**The problem:** Retype every row below word for word, one line per row.

**Excerpted data:**
**********

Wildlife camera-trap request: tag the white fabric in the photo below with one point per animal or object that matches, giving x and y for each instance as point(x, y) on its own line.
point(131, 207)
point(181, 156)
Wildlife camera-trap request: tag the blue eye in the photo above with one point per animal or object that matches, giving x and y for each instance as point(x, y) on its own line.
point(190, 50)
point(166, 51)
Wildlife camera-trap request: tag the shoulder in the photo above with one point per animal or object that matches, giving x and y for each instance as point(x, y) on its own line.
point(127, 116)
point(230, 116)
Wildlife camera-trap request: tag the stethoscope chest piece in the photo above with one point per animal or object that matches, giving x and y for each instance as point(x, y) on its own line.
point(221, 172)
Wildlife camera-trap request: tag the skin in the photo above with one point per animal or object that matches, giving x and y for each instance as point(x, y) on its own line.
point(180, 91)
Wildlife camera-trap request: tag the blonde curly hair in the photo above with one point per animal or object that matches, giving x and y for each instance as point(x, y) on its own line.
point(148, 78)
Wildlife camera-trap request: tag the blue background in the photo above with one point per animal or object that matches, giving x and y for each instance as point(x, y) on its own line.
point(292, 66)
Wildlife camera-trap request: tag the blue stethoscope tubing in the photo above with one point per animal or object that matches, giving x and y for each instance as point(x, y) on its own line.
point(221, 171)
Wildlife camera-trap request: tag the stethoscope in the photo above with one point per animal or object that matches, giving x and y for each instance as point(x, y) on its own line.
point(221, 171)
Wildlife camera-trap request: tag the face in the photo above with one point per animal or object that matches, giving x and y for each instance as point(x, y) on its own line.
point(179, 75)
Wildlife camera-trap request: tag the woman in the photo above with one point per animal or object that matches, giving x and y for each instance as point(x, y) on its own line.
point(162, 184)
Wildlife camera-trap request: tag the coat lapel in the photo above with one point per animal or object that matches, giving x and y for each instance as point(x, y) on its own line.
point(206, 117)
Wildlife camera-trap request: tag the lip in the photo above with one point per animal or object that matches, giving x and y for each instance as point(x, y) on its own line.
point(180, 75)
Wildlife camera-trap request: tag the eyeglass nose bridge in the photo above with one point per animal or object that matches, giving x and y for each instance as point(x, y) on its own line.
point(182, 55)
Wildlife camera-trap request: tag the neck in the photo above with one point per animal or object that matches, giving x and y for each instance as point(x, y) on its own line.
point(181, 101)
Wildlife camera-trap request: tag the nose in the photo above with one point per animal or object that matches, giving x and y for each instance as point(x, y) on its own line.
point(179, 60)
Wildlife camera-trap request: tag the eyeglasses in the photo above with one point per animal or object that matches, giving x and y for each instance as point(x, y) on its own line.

**********

**Complete answer:**
Wildlife camera-trap request: tag the white fabric in the photo below with one point per animal or object that matches, giving x and y for each instance as point(x, y) on its own line.
point(131, 207)
point(181, 156)
Wildlife camera-trap request: tag the blue eye in the photo above with one point per animal or object that matches, giving x and y for each instance as point(x, y) on its own line.
point(190, 50)
point(166, 51)
Wildlife camera-trap request: tag the shoulder in the photo above with one point per animal or object that matches, giving x and y for each instance as point(x, y) on its own line.
point(127, 116)
point(230, 116)
Wildlife camera-trap request: tag the stethoscope chest piece in the photo above with one point per animal or object that matches, giving x and y for each instance as point(x, y) on its own line.
point(221, 172)
Wildlife camera-trap request: tag the skin in the photo above with one point per animal or object that matches, giving x and y for each instance as point(x, y) on its own line.
point(180, 91)
Wildlife camera-trap request: tag the blonde curly hair in the photo above with one point per animal or object that matches, giving x and y for each instance as point(x, y) on its own line.
point(148, 78)
Wildlife camera-trap request: tag the blue background in the photo above with one point per animal or object that matches, giving x and y for each instance as point(x, y) on its own line.
point(292, 66)
Wildlife camera-trap request: tag the blue stethoscope tubing in the photo above with one point per animal or object that matches, giving x and y for each instance as point(x, y) on its own line.
point(221, 171)
Wildlife camera-trap request: tag the stethoscope in the photo above with one point per animal or object that matches, giving x and y for each instance as point(x, y) on its own line.
point(221, 171)
Wildlife camera-trap request: tag the face in the photo above with one point per animal or object that matches, giving x and y for each instance as point(x, y) on its own line.
point(179, 75)
Wildlife camera-trap request: tag the woman in the photo above with one point per animal or object that matches, giving x and y for each instance as point(x, y) on its own line.
point(162, 184)
Wildlife camera-trap request: tag the coat lapel in the photo above with one point per animal or object that matches, giving x and y for each instance as point(x, y) on its own line.
point(206, 117)
Wildlife camera-trap request: tag the lip in the photo above with one point per animal or object that matches, giving x and y for each instance as point(x, y) on its own line.
point(180, 75)
Wildlife camera-trap request: tag the eyeglass nose bridge in the photo above with one point per animal or object that matches, giving x and y for each instance as point(x, y) on its own line.
point(182, 55)
Wildlife camera-trap request: tag the neck in the photo above with one point per animal or object that matches, giving x and y for each instance as point(x, y) on its own line.
point(181, 101)
Wildlife camera-trap request: tag the nose in the photo above with one point per animal or object that matches, giving x and y for each instance as point(x, y) on its own line.
point(179, 60)
Wildlife camera-trap request: tag the eyeglasses in the photo above with one point per animal or object that matches, giving x and y for each instance as point(x, y) on its own line.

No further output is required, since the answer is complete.